**Your objective**
Please transcribe, exactly, the line that contains "Please indicate the wispy" and every line after it to the end of the records, and nothing else.

** Extracted records follows **

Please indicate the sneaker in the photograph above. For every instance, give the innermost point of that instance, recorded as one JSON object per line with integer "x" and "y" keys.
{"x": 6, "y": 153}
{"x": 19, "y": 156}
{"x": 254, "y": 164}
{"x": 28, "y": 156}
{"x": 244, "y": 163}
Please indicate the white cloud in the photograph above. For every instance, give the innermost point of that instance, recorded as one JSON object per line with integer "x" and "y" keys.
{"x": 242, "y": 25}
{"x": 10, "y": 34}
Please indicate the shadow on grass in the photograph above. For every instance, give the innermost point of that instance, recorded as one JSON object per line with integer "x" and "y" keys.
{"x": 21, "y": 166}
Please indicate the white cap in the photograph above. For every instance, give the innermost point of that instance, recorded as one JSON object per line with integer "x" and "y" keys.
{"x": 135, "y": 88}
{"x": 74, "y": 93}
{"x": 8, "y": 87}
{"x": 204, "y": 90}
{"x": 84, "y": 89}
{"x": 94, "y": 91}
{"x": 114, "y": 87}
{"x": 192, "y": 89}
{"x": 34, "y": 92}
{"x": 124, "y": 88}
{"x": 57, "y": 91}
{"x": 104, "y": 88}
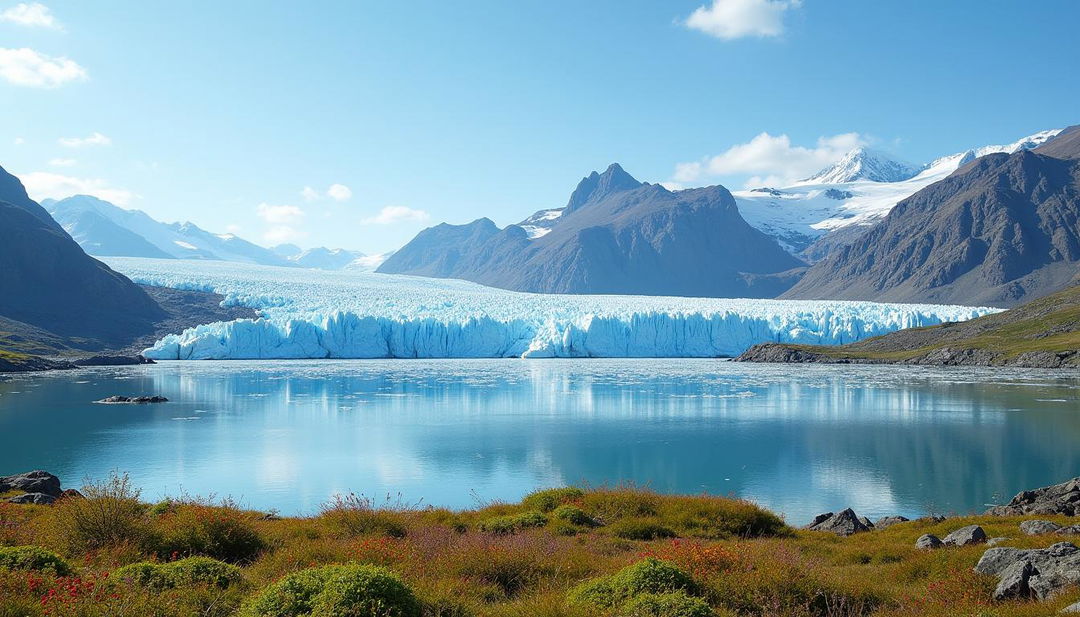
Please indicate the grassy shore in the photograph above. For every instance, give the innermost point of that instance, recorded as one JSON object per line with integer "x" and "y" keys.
{"x": 558, "y": 553}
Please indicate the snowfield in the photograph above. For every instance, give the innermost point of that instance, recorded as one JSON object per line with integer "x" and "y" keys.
{"x": 309, "y": 313}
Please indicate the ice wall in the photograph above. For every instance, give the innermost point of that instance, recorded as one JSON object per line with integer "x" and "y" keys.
{"x": 363, "y": 314}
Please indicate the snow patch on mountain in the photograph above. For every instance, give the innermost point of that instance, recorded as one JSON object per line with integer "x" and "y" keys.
{"x": 358, "y": 314}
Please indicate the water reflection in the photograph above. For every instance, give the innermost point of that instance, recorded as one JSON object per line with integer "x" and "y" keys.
{"x": 799, "y": 440}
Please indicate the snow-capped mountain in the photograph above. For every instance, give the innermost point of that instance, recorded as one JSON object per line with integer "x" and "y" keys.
{"x": 836, "y": 203}
{"x": 104, "y": 229}
{"x": 865, "y": 164}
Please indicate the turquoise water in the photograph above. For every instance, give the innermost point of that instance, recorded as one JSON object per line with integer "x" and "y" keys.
{"x": 287, "y": 434}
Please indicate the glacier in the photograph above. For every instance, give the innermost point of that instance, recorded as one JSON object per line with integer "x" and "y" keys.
{"x": 306, "y": 313}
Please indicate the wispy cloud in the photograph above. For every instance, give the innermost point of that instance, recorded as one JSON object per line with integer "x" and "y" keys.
{"x": 48, "y": 185}
{"x": 27, "y": 67}
{"x": 730, "y": 19}
{"x": 392, "y": 214}
{"x": 772, "y": 159}
{"x": 30, "y": 14}
{"x": 93, "y": 139}
{"x": 280, "y": 214}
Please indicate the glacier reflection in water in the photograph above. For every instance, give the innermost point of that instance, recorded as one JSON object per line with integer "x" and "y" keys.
{"x": 287, "y": 434}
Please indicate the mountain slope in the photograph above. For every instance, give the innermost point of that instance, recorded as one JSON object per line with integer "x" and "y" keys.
{"x": 1001, "y": 230}
{"x": 1043, "y": 333}
{"x": 50, "y": 283}
{"x": 616, "y": 236}
{"x": 102, "y": 228}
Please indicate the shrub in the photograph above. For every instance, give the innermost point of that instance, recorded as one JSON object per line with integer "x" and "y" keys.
{"x": 675, "y": 604}
{"x": 512, "y": 523}
{"x": 647, "y": 576}
{"x": 575, "y": 515}
{"x": 219, "y": 532}
{"x": 110, "y": 514}
{"x": 551, "y": 498}
{"x": 639, "y": 530}
{"x": 32, "y": 558}
{"x": 184, "y": 573}
{"x": 356, "y": 515}
{"x": 337, "y": 591}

** End of Extracted records **

**Response area**
Please indicate the wispy cloud in the photograph above. For every instance, give the innermost point of that instance, recorded as one JSON object per line with integer "x" and "y" keys.
{"x": 48, "y": 185}
{"x": 27, "y": 67}
{"x": 730, "y": 19}
{"x": 392, "y": 214}
{"x": 772, "y": 159}
{"x": 30, "y": 14}
{"x": 93, "y": 139}
{"x": 280, "y": 214}
Please indicate the glacier reflection in water in the photograph above. For every instance, give the innermost point of that instance, recorded as one JSON object per line with integer "x" and "y" keys.
{"x": 287, "y": 434}
Please indicate the mountain slope in the photograph above. For every instance, give the innermost point of that instance, recorded as one JSON object per line with integer "x" and "y" keys.
{"x": 1001, "y": 230}
{"x": 1043, "y": 333}
{"x": 50, "y": 283}
{"x": 616, "y": 236}
{"x": 102, "y": 228}
Please indicate the shrub in the photograph above. For every instance, give the innermost point of that instance, recorded as one JSON object per line with integer "x" and "y" keys.
{"x": 675, "y": 604}
{"x": 512, "y": 523}
{"x": 647, "y": 576}
{"x": 575, "y": 515}
{"x": 219, "y": 532}
{"x": 110, "y": 514}
{"x": 551, "y": 498}
{"x": 639, "y": 530}
{"x": 32, "y": 558}
{"x": 184, "y": 573}
{"x": 356, "y": 515}
{"x": 337, "y": 591}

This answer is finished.